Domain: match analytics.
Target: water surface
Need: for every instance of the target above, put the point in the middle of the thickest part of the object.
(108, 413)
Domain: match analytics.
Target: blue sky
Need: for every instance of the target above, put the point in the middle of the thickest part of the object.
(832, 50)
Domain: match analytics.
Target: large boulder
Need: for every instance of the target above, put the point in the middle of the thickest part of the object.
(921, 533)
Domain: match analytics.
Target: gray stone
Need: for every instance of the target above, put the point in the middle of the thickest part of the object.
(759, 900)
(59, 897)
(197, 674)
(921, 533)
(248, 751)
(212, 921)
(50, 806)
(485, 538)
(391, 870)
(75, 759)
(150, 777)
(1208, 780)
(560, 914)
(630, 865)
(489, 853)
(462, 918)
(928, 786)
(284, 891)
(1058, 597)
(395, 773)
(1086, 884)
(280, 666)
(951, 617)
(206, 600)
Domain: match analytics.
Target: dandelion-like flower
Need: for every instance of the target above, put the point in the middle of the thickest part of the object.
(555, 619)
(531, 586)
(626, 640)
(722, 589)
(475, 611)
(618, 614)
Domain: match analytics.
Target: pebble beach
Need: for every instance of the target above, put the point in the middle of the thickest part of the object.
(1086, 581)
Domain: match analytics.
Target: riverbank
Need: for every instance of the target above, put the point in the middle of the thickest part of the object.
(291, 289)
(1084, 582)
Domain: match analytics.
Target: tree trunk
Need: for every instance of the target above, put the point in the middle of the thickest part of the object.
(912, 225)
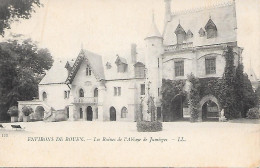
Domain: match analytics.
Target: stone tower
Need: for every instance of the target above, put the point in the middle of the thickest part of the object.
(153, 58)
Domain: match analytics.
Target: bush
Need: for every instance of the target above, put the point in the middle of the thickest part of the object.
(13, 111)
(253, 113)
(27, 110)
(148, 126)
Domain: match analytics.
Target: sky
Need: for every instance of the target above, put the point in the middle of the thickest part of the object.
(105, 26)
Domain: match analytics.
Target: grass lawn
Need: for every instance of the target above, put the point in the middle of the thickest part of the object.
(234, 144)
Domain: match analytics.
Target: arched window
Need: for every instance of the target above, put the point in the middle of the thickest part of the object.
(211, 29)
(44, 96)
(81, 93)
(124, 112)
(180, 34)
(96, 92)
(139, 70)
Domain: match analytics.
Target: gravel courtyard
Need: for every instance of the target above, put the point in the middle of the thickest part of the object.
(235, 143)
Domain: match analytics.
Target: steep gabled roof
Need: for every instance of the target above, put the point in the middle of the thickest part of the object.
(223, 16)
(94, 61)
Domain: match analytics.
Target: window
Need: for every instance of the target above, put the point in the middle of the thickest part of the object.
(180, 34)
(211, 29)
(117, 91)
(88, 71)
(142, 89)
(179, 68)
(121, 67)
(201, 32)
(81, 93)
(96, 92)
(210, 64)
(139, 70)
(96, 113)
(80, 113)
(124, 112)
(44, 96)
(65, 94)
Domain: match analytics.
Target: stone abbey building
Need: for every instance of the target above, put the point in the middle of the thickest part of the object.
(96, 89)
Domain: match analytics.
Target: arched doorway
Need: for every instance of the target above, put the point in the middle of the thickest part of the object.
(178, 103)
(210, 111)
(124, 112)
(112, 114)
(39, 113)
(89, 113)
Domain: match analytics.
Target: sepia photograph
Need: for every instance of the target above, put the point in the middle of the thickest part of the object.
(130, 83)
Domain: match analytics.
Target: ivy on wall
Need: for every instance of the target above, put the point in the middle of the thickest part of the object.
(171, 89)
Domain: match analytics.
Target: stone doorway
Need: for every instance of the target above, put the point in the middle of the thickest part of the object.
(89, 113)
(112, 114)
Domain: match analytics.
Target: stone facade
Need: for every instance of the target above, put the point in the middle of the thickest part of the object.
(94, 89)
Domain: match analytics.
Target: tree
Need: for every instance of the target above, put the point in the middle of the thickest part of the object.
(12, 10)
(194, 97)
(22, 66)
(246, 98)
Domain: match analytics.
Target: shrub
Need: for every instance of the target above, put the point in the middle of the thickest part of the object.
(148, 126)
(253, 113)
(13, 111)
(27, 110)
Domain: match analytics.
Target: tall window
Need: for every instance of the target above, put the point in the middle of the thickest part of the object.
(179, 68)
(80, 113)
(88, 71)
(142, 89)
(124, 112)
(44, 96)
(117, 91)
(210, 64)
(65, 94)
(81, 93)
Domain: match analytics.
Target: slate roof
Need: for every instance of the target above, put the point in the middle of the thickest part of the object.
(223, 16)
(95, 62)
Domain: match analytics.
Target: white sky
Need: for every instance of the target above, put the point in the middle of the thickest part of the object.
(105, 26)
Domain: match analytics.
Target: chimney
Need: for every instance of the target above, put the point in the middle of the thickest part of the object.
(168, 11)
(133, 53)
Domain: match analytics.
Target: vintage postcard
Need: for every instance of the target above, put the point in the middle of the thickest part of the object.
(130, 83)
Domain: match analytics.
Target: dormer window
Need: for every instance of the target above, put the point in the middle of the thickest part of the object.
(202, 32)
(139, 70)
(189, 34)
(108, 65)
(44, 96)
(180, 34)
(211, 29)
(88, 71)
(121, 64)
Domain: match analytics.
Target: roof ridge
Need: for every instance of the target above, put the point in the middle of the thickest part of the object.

———

- [What the exercise asks]:
Could you reproduce every record above exactly, leaving out the pictures?

- [Exercise output]:
Domain: match analytics.
Target: water surface
Need: for every instance of the target above, put the point in the middle of the thickest part of the object.
(108, 413)
Domain: match analytics.
Target: blue sky
Need: for every instance of the target above, put the point in the middle of the thickest part of the object.
(832, 50)
Domain: match analytics.
Target: large boulder
Need: for every instance of the target above, put the point in the middle of the thickest part of the object.
(921, 533)
Domain: match analytics.
Target: gray stone
Need: for every instance of the target above, put the point in the middle of the thickest part of the object.
(759, 900)
(59, 897)
(197, 674)
(921, 533)
(248, 751)
(212, 921)
(50, 806)
(485, 538)
(391, 870)
(75, 759)
(150, 777)
(1208, 780)
(560, 914)
(630, 865)
(489, 853)
(462, 918)
(928, 786)
(284, 891)
(1058, 597)
(395, 773)
(1086, 884)
(280, 666)
(951, 617)
(206, 600)
Domain: match analytics.
Target: dandelion-like flower
Need: for every instance of the target above, put the point in the middle of the thickest part of the object.
(555, 619)
(531, 586)
(626, 640)
(722, 589)
(475, 611)
(618, 614)
Domain: match analytics.
Target: pebble beach
Need: for every instance of the target above, put the point in the middle of the thickest part of the object.
(1086, 581)
Domain: match analytics.
Target: riverbank
Need: for every instance of the target above, put the point in the middle of the thickest part of the object.
(291, 289)
(1084, 582)
Domain: match analytics.
Target: tree trunk
Need: for every instance of the target above, put the point in the middle of the thickest part of the object.
(912, 225)
Domain: match analytics.
Target: stone tower
Need: for every instance of the target above, put the point in the middle of the thickest part of the object.
(153, 58)
Domain: match analytics.
Target: bush
Need: for every instance of the target above, put the point in the middle of the thickest part of the object.
(13, 111)
(253, 113)
(27, 110)
(148, 126)
Domain: match analytics.
Target: sky
Need: for every instance of the target above, put the point in the middle of the thickest part of the object.
(105, 26)
Domain: match analytics.
Target: grass lawn
Need: for every instance of the target above, put the point in the middle of the thickest part of the object.
(234, 144)
Domain: match analytics.
Target: arched window
Need: for every instance of the target above, put the point in the middle of the thickest part of the object.
(211, 29)
(44, 96)
(81, 93)
(124, 112)
(180, 34)
(96, 92)
(139, 70)
Domain: match analytics.
Target: gravel courtyard
Need: for every instance of the target above, put the point in the middle of the thickest part of the object.
(235, 143)
Domain: match analytics.
Target: steep gabled roof
Need: for every instance of the target above, put the point in the middle of the thickest part of the object.
(223, 16)
(94, 61)
Domain: match analytics.
Target: window
Need: for every instance of the target above, put the point in the middle of the thickest part of the object.
(180, 34)
(211, 29)
(117, 91)
(88, 71)
(142, 89)
(179, 68)
(121, 67)
(201, 32)
(81, 93)
(96, 92)
(210, 64)
(139, 70)
(96, 113)
(80, 113)
(124, 112)
(44, 96)
(65, 94)
Domain: match analytics.
Target: stone abbey building
Need: for every instance of the target above, put the point in the middle of the thickest part of the object.
(96, 89)
Domain: match analytics.
Target: arched doorway
Need: for every instance of the target above, put the point in the middle of the thickest part of the object.
(178, 103)
(210, 111)
(124, 112)
(112, 114)
(39, 113)
(89, 113)
Domain: match analytics.
Target: sepia photograph
Need: for every instance of the target above, put the point in the middle of the thickest part of the object.
(130, 83)
Domain: match analytics.
Target: ivy on wall
Need: for every instance of the target above, put the point in the middle of the thickest part of the object.
(171, 89)
Domain: match analytics.
Target: stone doorway
Need: for every instance of the target above, put the point in the middle of the thickest part of the object.
(89, 113)
(112, 114)
Domain: match analytics.
Target: stone facade
Need: for every instance of the target above, put the point in the middle of the thickest part of the object.
(94, 89)
Domain: match analytics.
Target: tree
Need: for every instance of the target above, put the point in the middle of the thickest part of the object.
(12, 10)
(194, 97)
(22, 66)
(246, 98)
Domain: match analytics.
Target: shrub
Need: for every instance of the target above, put the point in the middle of the thickest part of the object.
(148, 126)
(253, 113)
(13, 111)
(27, 110)
Domain: match analytics.
Target: tall window
Need: for every instance of the target above, put the point in the middle of the thickest part of the object.
(179, 68)
(80, 113)
(88, 71)
(142, 89)
(124, 112)
(44, 96)
(117, 91)
(210, 64)
(65, 94)
(81, 93)
Domain: match analytics.
Target: slate roof
Need: for every instance of the target above, put the point in the middle of the thickest part of the object.
(223, 16)
(95, 62)
Domain: match analytics.
Target: white sky
Need: for every instance of the target above, put the point in the middle of the thickest part of the object.
(105, 26)
Domain: match analytics.
Target: chimney
Need: for every instance of the target above, put the point in the middle of the thickest part of the object.
(168, 11)
(133, 53)
Domain: match analytics.
Target: vintage postcard
Need: for every instance of the target above, put the point in the middle of the thickest part of the object.
(130, 83)
Domain: match analytics.
Target: dormer window
Need: for every instance of the target above, put the point in the middle of the thickest part of the object.
(202, 32)
(139, 70)
(189, 34)
(108, 65)
(44, 96)
(180, 34)
(211, 29)
(88, 71)
(121, 64)
Domain: match analytics.
Target: roof ridge
Need: for every instance of the target above, put the point in the middle of the thickest part of the object.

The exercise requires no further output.